Transcribe each record as written.

(Saved entries)
########

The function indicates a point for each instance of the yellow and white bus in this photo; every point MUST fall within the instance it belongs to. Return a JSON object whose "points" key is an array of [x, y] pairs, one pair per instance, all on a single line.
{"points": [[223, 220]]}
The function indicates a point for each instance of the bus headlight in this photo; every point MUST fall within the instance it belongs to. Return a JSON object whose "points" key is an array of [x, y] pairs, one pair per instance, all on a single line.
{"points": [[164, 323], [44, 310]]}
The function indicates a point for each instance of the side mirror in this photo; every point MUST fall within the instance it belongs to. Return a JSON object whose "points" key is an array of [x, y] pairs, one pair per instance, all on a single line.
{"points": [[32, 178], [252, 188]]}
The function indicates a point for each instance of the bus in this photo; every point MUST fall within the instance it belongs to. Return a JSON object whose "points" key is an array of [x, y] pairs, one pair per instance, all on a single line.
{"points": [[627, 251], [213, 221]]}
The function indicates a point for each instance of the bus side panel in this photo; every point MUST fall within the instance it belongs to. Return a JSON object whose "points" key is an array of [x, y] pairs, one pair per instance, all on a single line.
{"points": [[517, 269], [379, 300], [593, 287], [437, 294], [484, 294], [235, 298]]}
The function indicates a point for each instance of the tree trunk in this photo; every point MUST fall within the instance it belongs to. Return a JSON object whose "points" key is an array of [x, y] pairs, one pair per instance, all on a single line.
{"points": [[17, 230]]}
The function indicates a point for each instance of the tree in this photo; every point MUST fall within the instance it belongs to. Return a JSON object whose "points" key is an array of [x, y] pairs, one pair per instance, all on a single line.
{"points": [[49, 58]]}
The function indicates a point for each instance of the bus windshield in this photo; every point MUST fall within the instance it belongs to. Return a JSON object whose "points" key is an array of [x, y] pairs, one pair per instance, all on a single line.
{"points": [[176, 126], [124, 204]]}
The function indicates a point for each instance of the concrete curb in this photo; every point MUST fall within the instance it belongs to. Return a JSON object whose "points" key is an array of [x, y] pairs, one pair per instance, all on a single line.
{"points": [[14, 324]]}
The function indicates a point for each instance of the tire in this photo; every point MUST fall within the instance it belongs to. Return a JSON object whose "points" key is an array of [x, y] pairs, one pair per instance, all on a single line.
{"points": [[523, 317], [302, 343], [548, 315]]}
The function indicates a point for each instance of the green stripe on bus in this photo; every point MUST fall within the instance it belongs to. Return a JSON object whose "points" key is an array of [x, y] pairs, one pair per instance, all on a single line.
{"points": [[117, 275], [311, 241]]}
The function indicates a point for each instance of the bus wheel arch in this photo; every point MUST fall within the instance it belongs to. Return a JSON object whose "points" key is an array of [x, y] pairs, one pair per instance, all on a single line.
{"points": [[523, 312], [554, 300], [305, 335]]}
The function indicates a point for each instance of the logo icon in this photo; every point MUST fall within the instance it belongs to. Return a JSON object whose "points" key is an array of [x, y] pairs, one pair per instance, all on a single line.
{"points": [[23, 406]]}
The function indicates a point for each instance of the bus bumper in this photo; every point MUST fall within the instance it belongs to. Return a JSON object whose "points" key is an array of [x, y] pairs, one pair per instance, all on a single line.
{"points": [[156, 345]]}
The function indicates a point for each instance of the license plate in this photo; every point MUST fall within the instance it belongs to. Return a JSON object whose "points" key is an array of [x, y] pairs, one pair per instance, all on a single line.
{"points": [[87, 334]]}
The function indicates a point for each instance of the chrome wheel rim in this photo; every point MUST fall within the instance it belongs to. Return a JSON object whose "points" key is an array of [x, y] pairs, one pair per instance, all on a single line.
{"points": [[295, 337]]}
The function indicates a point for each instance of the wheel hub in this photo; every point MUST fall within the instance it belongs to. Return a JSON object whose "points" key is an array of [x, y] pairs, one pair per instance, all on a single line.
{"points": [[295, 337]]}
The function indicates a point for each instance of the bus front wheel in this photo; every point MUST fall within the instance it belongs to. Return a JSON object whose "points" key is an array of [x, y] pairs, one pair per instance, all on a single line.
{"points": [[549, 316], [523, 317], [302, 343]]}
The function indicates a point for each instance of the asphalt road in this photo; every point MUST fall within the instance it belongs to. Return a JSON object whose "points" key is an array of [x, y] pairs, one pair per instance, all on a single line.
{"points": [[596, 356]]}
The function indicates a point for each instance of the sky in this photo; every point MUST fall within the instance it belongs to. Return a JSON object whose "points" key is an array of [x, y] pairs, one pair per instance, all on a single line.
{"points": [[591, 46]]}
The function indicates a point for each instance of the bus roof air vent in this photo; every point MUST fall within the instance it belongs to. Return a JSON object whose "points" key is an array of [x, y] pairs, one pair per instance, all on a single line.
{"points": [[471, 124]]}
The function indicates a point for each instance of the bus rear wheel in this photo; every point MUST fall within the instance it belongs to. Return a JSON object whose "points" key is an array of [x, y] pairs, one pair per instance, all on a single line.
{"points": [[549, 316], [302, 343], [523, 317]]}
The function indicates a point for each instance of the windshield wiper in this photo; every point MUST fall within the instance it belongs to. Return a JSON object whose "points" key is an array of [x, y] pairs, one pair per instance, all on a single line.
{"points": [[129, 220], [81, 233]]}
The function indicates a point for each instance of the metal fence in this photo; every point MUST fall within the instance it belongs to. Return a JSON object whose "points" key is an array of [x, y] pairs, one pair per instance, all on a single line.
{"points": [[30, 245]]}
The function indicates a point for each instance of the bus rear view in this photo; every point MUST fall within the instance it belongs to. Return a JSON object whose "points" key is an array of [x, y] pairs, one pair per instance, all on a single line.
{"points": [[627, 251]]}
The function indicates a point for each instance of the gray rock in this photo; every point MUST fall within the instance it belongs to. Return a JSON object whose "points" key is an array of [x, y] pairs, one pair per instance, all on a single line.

########

PROBLEM SOLUTION -
The function indicates a point for each instance of the yellow and white bus in this photo; every point MUST fall within the instance it belongs to. Return a JSON object whose "points" key is an array of [x, y] pairs, one pair per instance, all on a single line.
{"points": [[223, 220]]}
The function indicates a point for each instance of the bus headlight in this photo; every point MUST fall within the instance it belongs to. Return a JSON object whose "points" key is an array of [x, y] pairs, one pair per instance, all on a single line.
{"points": [[164, 323], [44, 310]]}
The function indicates a point for each instance of the side mirror in this photo; every point MUST fall within the instance it belongs to. Return a JSON object whose "points" key is an array of [x, y] pairs, one pair per instance, all on a single line.
{"points": [[32, 178], [252, 188]]}
The function indicates a point for each instance of the bus in this photo; every point MUST fall within the instance it belongs to. Return a JSON object whose "points" key is an array of [x, y] pairs, one pair per instance, all on a single line.
{"points": [[627, 251], [213, 221]]}
The function indicates a point for each instance of the bus side panel in this photo; every point MUST fall within the instance it belongs to. Return a JSON object whose "points" key is an array of [x, y] pairs, one pair per instance, all on a single line.
{"points": [[517, 269], [379, 300], [593, 287], [437, 294], [484, 294], [235, 298]]}
The function indicates a point for each instance of the tree trunk in this photo; every point MUST fall within the instance it belongs to. Return a JSON object whose "points" key is an array of [x, y] pairs, one pair per instance, all on a single line.
{"points": [[17, 230]]}
The function indicates a point for each instance of the tree in this photo; every point MUST fall within the instance it belongs to. Return a JSON object whose "points" key is an array of [x, y] pairs, one pair per instance, all on a single line.
{"points": [[49, 58]]}
The function indicates a point for each instance of the bus windshield in this photo; every point MUST fall within the instance it belongs to. Return a JSON object whose "points" key is an array of [x, y] pairs, one pair per instance, all on a single line.
{"points": [[176, 126], [124, 204]]}
The function indicates a point for each instance of the concrete curb in this photo; every point MUST fall within the instance it belongs to. Return a JSON object whose "points" key is an array of [x, y] pairs, one pair per instance, all on a single line.
{"points": [[14, 324]]}
The function indicates a point for each instance of the tire in this photo; every point MUST fall within the instance it belongs to. Return a JSON object whose "points" key is an array of [x, y] pairs, one pair per instance, all on a single line.
{"points": [[523, 317], [302, 343], [548, 315]]}
The function indicates a point for each instance of the green stripe on bus in this photo; every point MUST fall within the instance it belongs to. Return a JSON object whose "points" key is an array of [x, y] pairs, one pair per instance, all on a single line.
{"points": [[117, 275], [311, 241]]}
The function indicates a point for each instance of the bus wheel arch in this photo; every point MUST fall within the instance it belongs to. Return a JSON object whose "points" key is an array of [x, y] pairs, one pair per instance, all on a single line.
{"points": [[523, 312], [554, 300], [305, 335]]}
The function indicates a point for each instance of the logo icon in this photo; every point MUST fall within the instance it belongs to. Return a JSON object whose "points" key is an array of [x, y] pairs, one pair per instance, all on a single line.
{"points": [[23, 406]]}
The function indicates a point for each instance of the bus bumper in this photo; every point MUST fall within the instance it belongs to. Return a JSON object whose "points" key is an array of [x, y] pairs, one pair per instance, all on a single line.
{"points": [[156, 345]]}
The function indicates a point for each instance of the license plate in this photo; every point MUST fall within the instance it belongs to. Return a JSON object whose "points" key is an array of [x, y] pairs, one pair per instance, all on a single line.
{"points": [[87, 334]]}
The function indicates a point for each instance of the chrome wheel rim in this photo; every point MUST fall within the instance it belongs to. Return a JSON object whose "points" key is an array of [x, y] pairs, one pair per instance, all on a single line.
{"points": [[295, 337]]}
The function indicates a point for each instance of the wheel hub in this photo; every point MUST fall within the instance it belongs to. Return a JSON object whose "points" key is an array of [x, y] pairs, one pair per instance, all on a single line.
{"points": [[295, 337]]}
The function indicates a point for each instance of the bus front wheel in this photo; every point MUST fall within the instance it belongs to. Return a JSON object whose "points" key is an array of [x, y] pairs, one pair per instance, all on a single line.
{"points": [[549, 316], [523, 317], [302, 343]]}
The function indicates a point for each instance of the asphalt road in this photo; every point MUST fall within the instance it belongs to. Return a JSON object whose "points" key is an array of [x, y] pairs, one pair per instance, all on a single line.
{"points": [[596, 356]]}
The function indicates a point for each instance of the sky in this photo; every point MUST fall within the instance it belongs to. Return a JSON object whose "points" key is an array of [x, y] pairs, one pair per instance, all on a single line.
{"points": [[591, 46]]}
The function indicates a point for each instance of the bus roof air vent in this photo; every point MUST fall within the instance it belongs to. Return a JSON object whose "points" key is an array of [x, y] pairs, one pair per instance, all on a single line.
{"points": [[471, 124]]}
The function indicates a point for each instance of the bus rear wheel in this photo; every point MUST fall within the instance it belongs to. Return a JSON object whose "points" key is an array of [x, y] pairs, one pair per instance, all on a single line.
{"points": [[549, 316], [302, 343], [523, 317]]}
The function indicates a point for each instance of the windshield wiper in this photo; every point MUST fall within the instance it belongs to. Return a JSON object whose "points" key is an array of [x, y] pairs, one pair per instance, all on a single line.
{"points": [[129, 220], [81, 233]]}
The function indicates a point for each instance of the metal fence in this photo; every point MUST fall within the instance it belongs to. Return a JSON object whose "points" key is an array of [x, y] pairs, one pair per instance, all on a single line.
{"points": [[30, 245]]}
The function indicates a point for each instance of the bus rear view in this photo; every point MUST fall within the instance it belongs to. Return a JSON object whose "points" key is an array of [x, y] pairs, one pair per instance, all on a single line.
{"points": [[627, 251]]}
The function indicates a point for each instance of the gray rock in this photo; every point MUST fall within the instance it belongs to. Return a JSON object whose "points" key is an array of [x, y] pairs, one pair per instance, all on a single line.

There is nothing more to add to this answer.